### What you should do
Can you return the text of every record below word for word, leaving out the pictures?

### Records shown
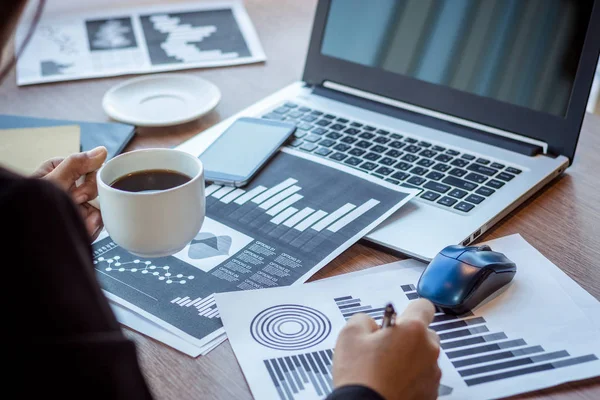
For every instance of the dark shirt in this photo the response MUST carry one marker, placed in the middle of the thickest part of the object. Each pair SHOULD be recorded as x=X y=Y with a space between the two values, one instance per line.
x=67 y=342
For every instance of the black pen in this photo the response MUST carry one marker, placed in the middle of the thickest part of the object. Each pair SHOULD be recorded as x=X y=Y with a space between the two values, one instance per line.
x=389 y=316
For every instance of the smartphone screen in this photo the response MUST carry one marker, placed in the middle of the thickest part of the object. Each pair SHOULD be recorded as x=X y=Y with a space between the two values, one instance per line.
x=242 y=149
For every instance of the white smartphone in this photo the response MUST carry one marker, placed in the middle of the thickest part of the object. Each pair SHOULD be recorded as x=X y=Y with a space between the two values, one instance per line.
x=240 y=152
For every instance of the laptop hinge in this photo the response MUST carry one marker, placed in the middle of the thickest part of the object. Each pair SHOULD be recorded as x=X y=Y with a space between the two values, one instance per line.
x=432 y=119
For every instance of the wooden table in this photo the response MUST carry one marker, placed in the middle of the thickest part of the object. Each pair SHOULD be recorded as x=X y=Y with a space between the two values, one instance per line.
x=562 y=221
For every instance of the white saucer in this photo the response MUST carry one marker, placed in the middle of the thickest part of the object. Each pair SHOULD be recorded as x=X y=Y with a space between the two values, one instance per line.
x=161 y=100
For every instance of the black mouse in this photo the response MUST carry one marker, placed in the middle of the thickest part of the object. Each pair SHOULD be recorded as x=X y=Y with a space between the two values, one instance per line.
x=459 y=278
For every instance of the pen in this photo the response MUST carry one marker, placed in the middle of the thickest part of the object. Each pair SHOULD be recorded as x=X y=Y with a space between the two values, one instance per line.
x=389 y=316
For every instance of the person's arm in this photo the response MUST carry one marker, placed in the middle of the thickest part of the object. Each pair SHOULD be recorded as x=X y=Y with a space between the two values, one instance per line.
x=394 y=363
x=68 y=342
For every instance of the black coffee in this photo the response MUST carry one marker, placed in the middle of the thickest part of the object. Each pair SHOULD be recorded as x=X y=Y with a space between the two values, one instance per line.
x=150 y=180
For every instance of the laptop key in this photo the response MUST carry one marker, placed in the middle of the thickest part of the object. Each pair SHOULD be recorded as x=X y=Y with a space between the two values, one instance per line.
x=494 y=184
x=447 y=201
x=323 y=151
x=459 y=194
x=397 y=145
x=458 y=172
x=416 y=180
x=419 y=171
x=436 y=186
x=384 y=170
x=369 y=166
x=354 y=161
x=357 y=152
x=435 y=175
x=387 y=161
x=425 y=162
x=394 y=153
x=351 y=131
x=312 y=138
x=372 y=156
x=348 y=139
x=327 y=142
x=366 y=135
x=431 y=196
x=323 y=122
x=459 y=163
x=403 y=166
x=410 y=158
x=338 y=156
x=464 y=207
x=482 y=169
x=341 y=147
x=400 y=175
x=475 y=199
x=485 y=191
x=459 y=183
x=308 y=146
x=441 y=167
x=474 y=177
x=504 y=176
x=443 y=158
x=363 y=144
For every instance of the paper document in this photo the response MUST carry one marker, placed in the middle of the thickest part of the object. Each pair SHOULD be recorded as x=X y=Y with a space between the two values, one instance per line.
x=277 y=231
x=23 y=150
x=529 y=336
x=81 y=43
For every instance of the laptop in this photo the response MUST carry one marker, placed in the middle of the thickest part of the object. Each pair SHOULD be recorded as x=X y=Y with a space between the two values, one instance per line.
x=478 y=104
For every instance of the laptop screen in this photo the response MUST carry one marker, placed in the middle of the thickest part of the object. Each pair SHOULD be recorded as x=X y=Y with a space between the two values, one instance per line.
x=521 y=52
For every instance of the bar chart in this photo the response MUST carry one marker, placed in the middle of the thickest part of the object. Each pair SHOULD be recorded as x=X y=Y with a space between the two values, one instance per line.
x=481 y=356
x=206 y=306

### Answer in full
For every instance of the dark shirt in this photo the response MUST carry one marker, placed in the middle of the thickest part of the object. Each pair SHOULD be recorded as x=X y=Y with a space between the two values, one instance per line.
x=67 y=342
For every instance of the black pen in this photo the response MUST carry one marker, placed in the middle of the thickest part of the object. Each pair SHOULD be recorded as x=X y=Y with a space between the two values, one instance per line.
x=389 y=316
For every instance of the smartphone screen in this photo the response MUST carry one marker, placed in the middle of the thickest part of the object. Each pair SHOULD be recorded as x=X y=Y with a space between the two values, one instance per line.
x=242 y=149
For every instance of the white smartphone in this photo the response MUST carry one marker, placed in the middle of the thickest part of the object. Each pair SHOULD be recorded as x=X y=Y with a space between the two values, one instance per line.
x=240 y=152
For every instance of the laptop hinge in this photo the response MUST carry one marker, placed in the middle of the thickest part of the object. Each pair SHOULD be recorded as x=X y=Y with a space between the two values, one instance per line.
x=432 y=119
For every instance of the wooden table in this photo the response MUST carry one marker, placed in the middle of the thickest part of the object. Each pair SHOULD be recorded as x=X y=Y with a space between the two values, one instance per line.
x=562 y=221
For every instance of the white saucer in this photo the response MUST carry one marker, placed in the middle of the thickest part of the object. Each pair SHOULD be recorded as x=X y=Y with a space between the two values, one instance per line.
x=161 y=100
For every instance of the black mouse in this photo the response MUST carry one marker, placed in the middle of the thickest part of the object. Each pair SHOULD be recorded as x=X y=Y with a space between the two values, one instance per line.
x=459 y=278
For every instance of the pen in this photo the response MUST carry one marker, placed in the middle of the thickest part of the object. Each pair SHOULD be recorded as x=X y=Y with a space between the two values, one instance per line.
x=389 y=316
For every instance of the person's arm in this photo the response MUST carry one marker, placed in the middle of the thickest part of the object. Each pair SHOULD be recorded as x=X y=Y with a space between the two values, one instance per line.
x=394 y=363
x=68 y=342
For every instance of the black coffee in this photo the response MUST carry one marker, placed in the middle of the thickest part of the object. Each pair SHOULD be recorded as x=X y=Y with a space between the two values, one instance per line.
x=150 y=180
For every instance of the laptop key in this photo the response MUST carry one marker, placed in the middle of the thickest part of the object. Each pair SHOULD be recorded as x=X y=Y with a space between the two values, one instance per line.
x=494 y=184
x=447 y=201
x=323 y=151
x=459 y=194
x=397 y=145
x=458 y=172
x=416 y=180
x=419 y=171
x=436 y=186
x=384 y=170
x=369 y=166
x=354 y=161
x=357 y=152
x=435 y=175
x=387 y=161
x=425 y=162
x=394 y=153
x=351 y=131
x=312 y=138
x=372 y=156
x=348 y=139
x=327 y=142
x=366 y=135
x=431 y=196
x=323 y=122
x=459 y=163
x=403 y=166
x=410 y=158
x=338 y=156
x=464 y=207
x=482 y=169
x=341 y=147
x=400 y=175
x=475 y=199
x=485 y=191
x=459 y=183
x=308 y=146
x=441 y=167
x=474 y=177
x=504 y=176
x=443 y=158
x=363 y=144
For every instance of the paper document in this photo the response MUST carry one marker, placed in the middle of the thickest part of the object. Each pair SHOULD be recorded as x=X y=Y with a space between the two values, one instance per line.
x=277 y=231
x=23 y=150
x=529 y=336
x=81 y=43
For every instance of the laptop in this photo the response MUST carry one marker, placed in the middle of the thickest part of the object. Each pair SHOULD be recorded as x=X y=Y with a space between the two values, one instance per line.
x=478 y=104
For every instance of the laptop screen in this photo the response MUST carry one marker, placed in the middle of the thickest part of the object. Each pair SHOULD be recorded as x=X y=Y with a space between the two values, one instance per line.
x=521 y=52
For every instance of the bar chart in this photo the response MUST carry one marker, placed in the middle of the thickest part of the object. Each pair SHOULD be recorded as x=X y=Y with a space between the two values, one instance per line.
x=481 y=356
x=206 y=306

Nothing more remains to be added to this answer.